Instructions for the task:
Retype the lines from the line with "Where can the colorful" up to and including the line with "<point>393,340</point>", character for character.

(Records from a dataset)

────────────────────

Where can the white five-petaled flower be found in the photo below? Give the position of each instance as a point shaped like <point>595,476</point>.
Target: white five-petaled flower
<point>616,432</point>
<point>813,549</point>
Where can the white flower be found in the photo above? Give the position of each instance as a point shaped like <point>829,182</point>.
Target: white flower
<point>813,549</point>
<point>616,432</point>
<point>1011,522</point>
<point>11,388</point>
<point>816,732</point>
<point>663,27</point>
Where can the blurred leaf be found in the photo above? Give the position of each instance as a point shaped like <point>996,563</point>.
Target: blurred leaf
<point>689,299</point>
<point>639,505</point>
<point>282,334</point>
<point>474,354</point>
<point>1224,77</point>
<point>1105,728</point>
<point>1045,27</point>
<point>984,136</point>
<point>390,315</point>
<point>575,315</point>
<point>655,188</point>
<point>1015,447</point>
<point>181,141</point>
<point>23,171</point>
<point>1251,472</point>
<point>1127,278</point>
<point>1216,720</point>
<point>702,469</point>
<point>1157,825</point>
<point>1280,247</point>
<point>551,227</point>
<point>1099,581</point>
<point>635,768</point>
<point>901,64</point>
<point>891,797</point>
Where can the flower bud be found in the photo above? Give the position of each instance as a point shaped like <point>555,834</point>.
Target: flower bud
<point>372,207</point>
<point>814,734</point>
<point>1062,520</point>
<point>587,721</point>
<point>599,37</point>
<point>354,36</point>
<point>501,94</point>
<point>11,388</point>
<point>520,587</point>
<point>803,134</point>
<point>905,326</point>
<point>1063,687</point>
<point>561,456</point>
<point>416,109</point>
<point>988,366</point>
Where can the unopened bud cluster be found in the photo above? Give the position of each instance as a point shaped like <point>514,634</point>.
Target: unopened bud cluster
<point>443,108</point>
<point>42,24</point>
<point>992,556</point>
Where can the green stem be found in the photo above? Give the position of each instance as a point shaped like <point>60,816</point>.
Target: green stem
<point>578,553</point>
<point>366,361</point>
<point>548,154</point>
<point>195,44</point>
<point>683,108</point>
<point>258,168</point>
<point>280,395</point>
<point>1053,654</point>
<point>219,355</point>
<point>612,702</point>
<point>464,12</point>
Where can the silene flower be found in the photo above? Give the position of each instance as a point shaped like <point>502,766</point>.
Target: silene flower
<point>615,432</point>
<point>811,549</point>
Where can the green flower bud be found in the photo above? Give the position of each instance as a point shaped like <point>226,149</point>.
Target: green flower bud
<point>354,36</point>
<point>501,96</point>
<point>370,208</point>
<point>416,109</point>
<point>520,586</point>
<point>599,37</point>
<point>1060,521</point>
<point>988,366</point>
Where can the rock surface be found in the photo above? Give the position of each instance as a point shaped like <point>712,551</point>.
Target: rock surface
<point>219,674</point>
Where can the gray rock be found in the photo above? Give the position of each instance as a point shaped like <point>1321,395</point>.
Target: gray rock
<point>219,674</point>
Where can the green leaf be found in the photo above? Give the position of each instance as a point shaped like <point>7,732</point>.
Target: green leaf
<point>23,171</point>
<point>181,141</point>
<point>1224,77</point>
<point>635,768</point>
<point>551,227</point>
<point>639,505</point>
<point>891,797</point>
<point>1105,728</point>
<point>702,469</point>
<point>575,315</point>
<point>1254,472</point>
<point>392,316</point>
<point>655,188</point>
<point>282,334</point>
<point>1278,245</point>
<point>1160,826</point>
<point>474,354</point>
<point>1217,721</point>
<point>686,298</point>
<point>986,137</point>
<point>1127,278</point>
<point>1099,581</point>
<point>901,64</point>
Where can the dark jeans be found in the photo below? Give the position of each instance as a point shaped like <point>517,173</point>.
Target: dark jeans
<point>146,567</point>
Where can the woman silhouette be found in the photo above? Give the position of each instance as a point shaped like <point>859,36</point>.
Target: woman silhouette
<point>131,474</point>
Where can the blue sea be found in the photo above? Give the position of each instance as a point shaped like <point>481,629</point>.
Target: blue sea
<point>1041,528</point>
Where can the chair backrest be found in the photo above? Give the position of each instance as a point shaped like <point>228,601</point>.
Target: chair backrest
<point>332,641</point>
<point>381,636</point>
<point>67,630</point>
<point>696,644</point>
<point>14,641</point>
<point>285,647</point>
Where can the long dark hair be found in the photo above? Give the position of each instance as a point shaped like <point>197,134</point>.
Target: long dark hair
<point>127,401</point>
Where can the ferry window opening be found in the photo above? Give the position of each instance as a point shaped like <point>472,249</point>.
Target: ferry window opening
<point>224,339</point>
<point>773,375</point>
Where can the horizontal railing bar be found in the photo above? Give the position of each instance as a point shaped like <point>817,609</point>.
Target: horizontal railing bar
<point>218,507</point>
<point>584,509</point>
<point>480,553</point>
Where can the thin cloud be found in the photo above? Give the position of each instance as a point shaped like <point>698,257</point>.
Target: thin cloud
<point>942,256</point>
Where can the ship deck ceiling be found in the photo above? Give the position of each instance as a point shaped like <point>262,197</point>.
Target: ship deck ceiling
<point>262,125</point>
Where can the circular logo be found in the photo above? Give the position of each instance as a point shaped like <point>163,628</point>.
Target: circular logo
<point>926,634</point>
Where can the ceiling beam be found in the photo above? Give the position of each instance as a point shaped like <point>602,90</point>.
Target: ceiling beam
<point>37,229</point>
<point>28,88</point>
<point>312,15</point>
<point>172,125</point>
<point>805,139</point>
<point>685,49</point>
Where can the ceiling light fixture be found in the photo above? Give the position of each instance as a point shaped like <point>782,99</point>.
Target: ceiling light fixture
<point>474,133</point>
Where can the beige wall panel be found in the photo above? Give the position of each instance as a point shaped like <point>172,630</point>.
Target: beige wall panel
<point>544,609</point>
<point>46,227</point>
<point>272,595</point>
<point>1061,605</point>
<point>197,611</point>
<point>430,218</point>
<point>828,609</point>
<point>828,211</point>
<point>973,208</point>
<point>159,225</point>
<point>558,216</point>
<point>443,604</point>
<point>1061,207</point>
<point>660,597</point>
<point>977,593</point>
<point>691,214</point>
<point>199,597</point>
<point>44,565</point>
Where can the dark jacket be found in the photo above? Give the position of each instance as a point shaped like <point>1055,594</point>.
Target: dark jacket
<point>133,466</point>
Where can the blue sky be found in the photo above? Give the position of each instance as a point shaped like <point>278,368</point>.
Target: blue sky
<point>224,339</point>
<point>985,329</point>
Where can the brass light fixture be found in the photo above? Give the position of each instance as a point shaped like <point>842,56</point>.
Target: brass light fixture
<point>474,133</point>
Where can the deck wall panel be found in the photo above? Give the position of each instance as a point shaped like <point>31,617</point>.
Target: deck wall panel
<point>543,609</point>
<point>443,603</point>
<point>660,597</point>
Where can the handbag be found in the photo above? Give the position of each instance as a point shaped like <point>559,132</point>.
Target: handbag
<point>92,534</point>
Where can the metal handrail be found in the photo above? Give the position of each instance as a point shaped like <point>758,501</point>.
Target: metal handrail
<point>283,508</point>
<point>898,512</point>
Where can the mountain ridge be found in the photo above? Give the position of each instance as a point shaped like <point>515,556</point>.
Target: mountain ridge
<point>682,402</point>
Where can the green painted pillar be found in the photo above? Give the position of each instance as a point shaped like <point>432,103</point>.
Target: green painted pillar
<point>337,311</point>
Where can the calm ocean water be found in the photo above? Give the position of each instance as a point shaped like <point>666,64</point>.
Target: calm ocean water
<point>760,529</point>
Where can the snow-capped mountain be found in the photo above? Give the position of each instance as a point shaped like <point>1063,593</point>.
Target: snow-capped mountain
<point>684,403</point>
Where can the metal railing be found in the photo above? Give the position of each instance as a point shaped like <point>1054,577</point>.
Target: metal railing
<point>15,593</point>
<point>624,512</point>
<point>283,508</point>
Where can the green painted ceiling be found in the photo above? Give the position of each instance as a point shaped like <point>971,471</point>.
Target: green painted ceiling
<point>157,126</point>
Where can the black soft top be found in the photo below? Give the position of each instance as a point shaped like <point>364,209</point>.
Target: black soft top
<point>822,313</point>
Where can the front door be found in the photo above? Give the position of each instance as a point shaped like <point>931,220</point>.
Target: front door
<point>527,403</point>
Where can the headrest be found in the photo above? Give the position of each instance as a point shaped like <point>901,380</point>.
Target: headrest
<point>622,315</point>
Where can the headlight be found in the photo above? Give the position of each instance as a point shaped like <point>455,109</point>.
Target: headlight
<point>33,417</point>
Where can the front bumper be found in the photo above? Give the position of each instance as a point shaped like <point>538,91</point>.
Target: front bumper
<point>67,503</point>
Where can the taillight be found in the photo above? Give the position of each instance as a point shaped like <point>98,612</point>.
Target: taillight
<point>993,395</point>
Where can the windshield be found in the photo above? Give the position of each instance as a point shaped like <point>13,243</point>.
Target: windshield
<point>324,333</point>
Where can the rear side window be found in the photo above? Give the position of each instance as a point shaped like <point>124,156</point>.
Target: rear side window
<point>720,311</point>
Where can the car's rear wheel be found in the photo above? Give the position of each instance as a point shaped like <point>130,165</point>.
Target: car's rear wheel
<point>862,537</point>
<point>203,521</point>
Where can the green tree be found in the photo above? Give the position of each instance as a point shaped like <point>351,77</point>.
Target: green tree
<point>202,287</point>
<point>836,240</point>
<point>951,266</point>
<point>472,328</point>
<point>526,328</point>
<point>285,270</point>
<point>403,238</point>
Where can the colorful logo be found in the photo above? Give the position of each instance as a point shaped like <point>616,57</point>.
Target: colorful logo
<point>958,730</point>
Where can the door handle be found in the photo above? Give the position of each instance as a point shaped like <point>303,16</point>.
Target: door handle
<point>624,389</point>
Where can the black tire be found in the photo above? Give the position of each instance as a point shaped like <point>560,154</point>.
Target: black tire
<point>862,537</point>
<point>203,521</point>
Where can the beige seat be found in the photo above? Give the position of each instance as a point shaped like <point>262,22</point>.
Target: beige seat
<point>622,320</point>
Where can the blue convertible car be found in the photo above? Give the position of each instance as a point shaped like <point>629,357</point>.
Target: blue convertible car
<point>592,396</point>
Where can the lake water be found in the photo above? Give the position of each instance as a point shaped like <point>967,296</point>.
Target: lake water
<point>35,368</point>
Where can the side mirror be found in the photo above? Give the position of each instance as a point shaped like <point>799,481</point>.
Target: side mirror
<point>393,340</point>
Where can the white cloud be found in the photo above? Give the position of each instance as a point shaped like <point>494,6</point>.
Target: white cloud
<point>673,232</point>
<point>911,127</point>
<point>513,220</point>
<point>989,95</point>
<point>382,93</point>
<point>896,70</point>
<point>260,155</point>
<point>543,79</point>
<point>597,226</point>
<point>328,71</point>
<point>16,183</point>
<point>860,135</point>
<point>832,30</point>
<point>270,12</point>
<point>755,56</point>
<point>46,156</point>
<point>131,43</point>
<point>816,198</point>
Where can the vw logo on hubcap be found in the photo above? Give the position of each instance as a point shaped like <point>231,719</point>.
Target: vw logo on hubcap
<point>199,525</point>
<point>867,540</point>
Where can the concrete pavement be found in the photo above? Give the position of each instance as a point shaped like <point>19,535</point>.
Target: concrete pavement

────────────────────

Response:
Where can the colorful logo be found in the photo above? Give the position of each instance as a point shaped like <point>616,57</point>.
Target: colorful logo
<point>958,730</point>
Where can the door handle be found in the photo above? Give the position of each instance as a point shaped like <point>303,16</point>.
Target: door handle
<point>624,389</point>
Where can the black tire be found in the photo above? Give the position of each instance as a point shaped like <point>560,154</point>.
Target: black tire
<point>862,537</point>
<point>203,521</point>
Where can the beige seat be found in the photo above? Give the position of each instance as a point shaped like <point>262,22</point>.
Target: beige seat
<point>622,320</point>
Where can the blue convertible car be found in the photo above? Give the position of each instance as a point shaped like <point>629,357</point>.
Target: blue convertible car
<point>592,396</point>
Where can the lake water be found in the photo above? Give the position of each instance as a point shaped like <point>967,296</point>.
Target: lake water
<point>35,368</point>
Where can the side mirror be found in the photo above? Give the position of each instance as a point shaped like <point>799,481</point>.
Target: side mirror
<point>393,340</point>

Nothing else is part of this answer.